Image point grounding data
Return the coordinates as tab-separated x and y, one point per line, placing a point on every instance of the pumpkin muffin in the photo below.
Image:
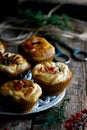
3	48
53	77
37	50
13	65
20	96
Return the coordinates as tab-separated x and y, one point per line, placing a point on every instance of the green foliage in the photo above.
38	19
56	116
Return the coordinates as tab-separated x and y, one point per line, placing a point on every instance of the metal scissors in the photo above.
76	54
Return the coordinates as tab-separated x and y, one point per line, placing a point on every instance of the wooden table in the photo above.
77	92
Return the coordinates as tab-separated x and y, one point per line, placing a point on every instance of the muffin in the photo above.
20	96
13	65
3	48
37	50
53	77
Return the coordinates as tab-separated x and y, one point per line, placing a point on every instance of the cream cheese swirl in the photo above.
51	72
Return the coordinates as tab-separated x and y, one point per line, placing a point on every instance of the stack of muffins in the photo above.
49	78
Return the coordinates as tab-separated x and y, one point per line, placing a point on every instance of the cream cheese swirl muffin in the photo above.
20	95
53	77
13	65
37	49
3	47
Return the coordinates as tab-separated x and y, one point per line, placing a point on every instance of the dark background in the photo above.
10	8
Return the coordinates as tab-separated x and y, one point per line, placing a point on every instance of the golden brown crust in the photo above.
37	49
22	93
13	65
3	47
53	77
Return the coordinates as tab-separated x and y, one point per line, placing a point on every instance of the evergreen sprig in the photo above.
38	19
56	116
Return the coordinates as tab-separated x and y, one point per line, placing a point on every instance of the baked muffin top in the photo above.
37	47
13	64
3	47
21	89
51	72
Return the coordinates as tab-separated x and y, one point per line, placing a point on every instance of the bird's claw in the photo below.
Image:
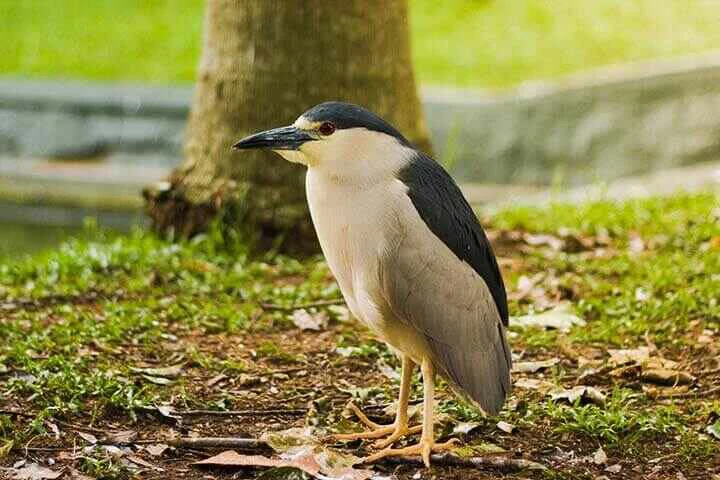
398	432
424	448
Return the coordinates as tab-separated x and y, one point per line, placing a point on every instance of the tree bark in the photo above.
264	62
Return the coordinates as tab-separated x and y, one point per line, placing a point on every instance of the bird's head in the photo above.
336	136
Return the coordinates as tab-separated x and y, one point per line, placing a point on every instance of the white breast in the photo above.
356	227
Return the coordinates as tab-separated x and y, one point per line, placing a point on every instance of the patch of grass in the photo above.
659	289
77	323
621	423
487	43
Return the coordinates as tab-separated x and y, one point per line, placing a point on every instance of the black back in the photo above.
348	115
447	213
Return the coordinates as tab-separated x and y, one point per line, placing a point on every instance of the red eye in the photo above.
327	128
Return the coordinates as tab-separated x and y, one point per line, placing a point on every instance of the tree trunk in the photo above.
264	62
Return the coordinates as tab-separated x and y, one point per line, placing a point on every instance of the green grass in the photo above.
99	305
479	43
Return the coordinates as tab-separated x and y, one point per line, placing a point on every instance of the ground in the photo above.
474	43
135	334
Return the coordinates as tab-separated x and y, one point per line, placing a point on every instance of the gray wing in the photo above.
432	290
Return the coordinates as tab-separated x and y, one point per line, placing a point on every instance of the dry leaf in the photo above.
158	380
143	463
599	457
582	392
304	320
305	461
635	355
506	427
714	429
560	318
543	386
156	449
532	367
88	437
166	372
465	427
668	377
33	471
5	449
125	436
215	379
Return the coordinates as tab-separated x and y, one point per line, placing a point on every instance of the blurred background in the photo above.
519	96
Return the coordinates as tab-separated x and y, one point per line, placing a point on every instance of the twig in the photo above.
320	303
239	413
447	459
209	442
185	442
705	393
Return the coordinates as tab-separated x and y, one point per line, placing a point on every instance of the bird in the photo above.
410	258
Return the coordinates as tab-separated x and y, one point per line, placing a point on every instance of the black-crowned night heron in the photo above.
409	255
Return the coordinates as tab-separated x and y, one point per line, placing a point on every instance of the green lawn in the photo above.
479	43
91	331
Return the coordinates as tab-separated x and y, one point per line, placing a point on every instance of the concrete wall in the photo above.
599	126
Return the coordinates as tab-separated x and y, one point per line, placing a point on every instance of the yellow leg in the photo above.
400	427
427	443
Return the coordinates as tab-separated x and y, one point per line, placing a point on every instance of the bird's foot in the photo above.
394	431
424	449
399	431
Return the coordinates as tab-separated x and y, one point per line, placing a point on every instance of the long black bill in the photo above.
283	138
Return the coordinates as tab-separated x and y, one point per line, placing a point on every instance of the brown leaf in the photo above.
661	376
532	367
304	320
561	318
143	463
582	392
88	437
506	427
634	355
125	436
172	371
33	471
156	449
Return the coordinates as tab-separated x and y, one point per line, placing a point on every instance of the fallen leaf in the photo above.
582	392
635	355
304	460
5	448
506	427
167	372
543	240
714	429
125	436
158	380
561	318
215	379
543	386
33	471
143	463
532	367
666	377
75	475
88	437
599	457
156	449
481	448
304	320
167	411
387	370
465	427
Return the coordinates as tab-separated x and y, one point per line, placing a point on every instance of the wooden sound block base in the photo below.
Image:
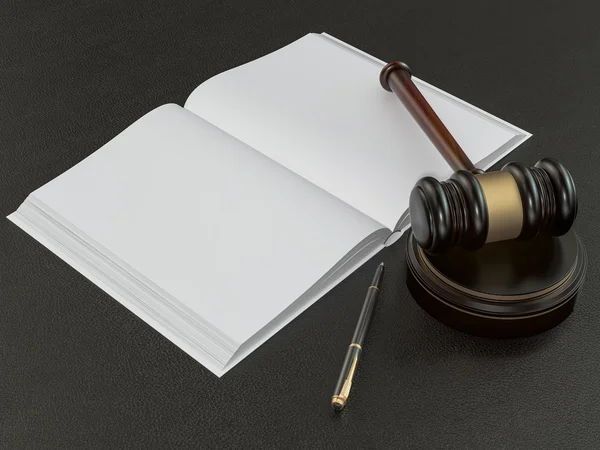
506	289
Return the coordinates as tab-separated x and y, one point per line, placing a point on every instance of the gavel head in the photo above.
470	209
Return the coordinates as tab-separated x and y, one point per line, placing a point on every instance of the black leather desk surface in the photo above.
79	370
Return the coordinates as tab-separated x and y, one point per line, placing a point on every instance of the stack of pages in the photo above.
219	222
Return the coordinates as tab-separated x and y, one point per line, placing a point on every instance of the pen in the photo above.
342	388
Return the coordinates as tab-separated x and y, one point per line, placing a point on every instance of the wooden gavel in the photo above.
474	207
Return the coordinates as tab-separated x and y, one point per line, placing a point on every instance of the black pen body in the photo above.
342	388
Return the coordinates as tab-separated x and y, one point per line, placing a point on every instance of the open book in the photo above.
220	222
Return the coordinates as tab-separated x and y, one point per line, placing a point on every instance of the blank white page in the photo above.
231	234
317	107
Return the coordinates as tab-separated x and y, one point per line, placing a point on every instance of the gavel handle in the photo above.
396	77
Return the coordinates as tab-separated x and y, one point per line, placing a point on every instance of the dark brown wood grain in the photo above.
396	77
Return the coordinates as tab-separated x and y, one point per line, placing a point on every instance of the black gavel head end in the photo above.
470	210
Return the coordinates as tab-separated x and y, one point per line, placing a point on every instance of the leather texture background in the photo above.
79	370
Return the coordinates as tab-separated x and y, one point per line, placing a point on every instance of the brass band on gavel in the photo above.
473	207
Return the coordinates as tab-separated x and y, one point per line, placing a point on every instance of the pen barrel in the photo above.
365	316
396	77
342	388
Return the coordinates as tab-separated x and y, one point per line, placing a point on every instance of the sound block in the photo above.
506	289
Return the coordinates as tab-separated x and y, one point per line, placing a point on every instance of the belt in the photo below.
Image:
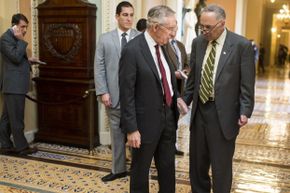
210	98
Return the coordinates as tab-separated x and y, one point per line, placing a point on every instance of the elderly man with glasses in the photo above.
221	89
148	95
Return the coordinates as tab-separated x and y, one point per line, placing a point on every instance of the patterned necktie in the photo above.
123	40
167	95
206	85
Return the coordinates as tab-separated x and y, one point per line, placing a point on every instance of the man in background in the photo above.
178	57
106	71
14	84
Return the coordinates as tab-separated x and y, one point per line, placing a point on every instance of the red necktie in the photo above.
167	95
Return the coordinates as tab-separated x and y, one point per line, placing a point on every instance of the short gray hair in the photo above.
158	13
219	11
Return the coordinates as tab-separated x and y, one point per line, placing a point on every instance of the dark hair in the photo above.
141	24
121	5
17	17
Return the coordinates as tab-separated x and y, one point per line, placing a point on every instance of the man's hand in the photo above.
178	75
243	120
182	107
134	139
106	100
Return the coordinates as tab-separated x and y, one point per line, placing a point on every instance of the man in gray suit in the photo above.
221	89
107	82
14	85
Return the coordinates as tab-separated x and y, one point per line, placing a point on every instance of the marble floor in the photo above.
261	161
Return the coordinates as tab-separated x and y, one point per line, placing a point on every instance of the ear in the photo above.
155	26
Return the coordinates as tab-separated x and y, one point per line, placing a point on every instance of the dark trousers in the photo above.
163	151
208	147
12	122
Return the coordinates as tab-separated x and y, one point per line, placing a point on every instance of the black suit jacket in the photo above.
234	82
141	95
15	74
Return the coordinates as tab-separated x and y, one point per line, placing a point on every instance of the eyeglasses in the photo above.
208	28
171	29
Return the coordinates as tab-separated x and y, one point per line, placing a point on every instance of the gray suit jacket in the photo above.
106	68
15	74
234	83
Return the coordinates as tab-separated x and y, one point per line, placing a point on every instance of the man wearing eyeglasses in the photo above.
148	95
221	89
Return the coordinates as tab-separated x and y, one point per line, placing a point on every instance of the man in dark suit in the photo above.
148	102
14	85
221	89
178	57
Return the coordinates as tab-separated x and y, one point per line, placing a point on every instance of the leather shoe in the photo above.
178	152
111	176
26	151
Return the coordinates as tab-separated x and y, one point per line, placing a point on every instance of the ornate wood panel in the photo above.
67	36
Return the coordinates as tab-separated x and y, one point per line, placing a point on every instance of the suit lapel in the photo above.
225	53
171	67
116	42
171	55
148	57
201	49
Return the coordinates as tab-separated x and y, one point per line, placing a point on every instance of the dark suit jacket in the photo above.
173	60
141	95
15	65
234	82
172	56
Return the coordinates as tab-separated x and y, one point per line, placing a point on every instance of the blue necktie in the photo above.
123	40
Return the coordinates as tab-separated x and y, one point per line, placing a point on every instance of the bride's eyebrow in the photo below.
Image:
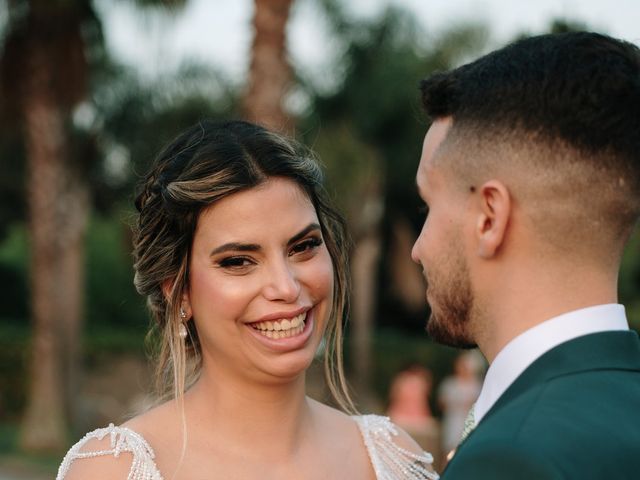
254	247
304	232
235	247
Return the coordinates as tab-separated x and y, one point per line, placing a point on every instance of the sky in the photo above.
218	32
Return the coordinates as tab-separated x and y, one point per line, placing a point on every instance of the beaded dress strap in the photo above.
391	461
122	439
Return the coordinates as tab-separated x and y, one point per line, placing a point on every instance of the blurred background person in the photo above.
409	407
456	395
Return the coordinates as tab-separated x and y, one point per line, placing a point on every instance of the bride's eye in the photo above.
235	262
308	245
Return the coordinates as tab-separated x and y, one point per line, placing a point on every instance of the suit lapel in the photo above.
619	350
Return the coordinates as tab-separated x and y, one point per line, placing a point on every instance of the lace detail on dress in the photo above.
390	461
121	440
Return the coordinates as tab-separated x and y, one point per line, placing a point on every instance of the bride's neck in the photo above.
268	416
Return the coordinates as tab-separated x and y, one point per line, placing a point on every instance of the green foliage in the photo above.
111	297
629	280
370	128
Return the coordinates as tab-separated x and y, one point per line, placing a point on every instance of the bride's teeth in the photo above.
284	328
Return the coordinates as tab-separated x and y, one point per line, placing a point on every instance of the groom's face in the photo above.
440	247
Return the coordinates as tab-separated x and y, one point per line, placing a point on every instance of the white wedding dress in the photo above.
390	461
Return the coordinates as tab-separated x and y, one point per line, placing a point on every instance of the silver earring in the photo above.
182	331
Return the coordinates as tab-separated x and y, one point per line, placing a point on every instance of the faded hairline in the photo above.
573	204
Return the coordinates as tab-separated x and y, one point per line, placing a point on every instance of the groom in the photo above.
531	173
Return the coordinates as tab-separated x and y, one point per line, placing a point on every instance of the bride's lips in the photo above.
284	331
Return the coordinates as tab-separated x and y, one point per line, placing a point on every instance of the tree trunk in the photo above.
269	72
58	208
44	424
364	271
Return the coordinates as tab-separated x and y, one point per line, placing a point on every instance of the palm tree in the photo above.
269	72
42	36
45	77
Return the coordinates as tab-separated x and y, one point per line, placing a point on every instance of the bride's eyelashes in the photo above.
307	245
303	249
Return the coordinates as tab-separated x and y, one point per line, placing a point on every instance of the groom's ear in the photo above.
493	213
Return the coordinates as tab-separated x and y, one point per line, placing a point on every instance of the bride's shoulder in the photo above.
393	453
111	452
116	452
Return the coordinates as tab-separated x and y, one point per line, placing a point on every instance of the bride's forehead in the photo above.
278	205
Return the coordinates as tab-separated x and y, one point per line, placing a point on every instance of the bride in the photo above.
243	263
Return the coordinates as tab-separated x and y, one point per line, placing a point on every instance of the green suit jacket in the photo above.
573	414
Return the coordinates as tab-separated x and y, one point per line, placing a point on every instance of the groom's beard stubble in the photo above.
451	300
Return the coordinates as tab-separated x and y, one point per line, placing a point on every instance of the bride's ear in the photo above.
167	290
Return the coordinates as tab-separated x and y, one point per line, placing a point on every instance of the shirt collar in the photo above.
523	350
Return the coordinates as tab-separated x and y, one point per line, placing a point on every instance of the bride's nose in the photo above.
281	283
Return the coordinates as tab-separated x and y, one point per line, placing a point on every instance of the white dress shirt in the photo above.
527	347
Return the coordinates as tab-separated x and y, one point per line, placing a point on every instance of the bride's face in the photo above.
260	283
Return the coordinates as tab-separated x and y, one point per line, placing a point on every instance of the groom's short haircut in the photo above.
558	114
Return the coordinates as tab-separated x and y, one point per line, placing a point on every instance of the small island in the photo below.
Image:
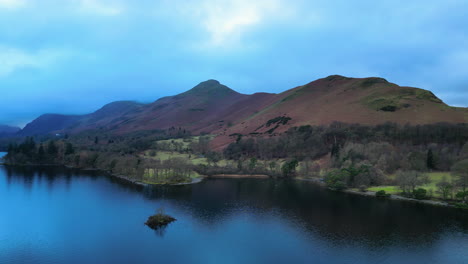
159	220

* **Exercise description**
Going back to the entries above, set down exactly the lines that begin at the one with "dark suit jacket in the photo above." and end at the one with "eyebrow in the photo below.", both included, and nothing else.

* **Solution below**
Return the coordinates as tab-separated x and y, one point per line, placing a point on every instance of the dark suit jacket in the photo above.
173	60
141	95
15	65
234	82
172	56
Return the coordinates as tab-separated x and y, one point per line, placing a point on every instance of the blue necktie in the photo above.
123	40
Return the coordinates as tab-separated x and y, one point per line, placing a point on every instance of the bride's eyebrow in the photo below.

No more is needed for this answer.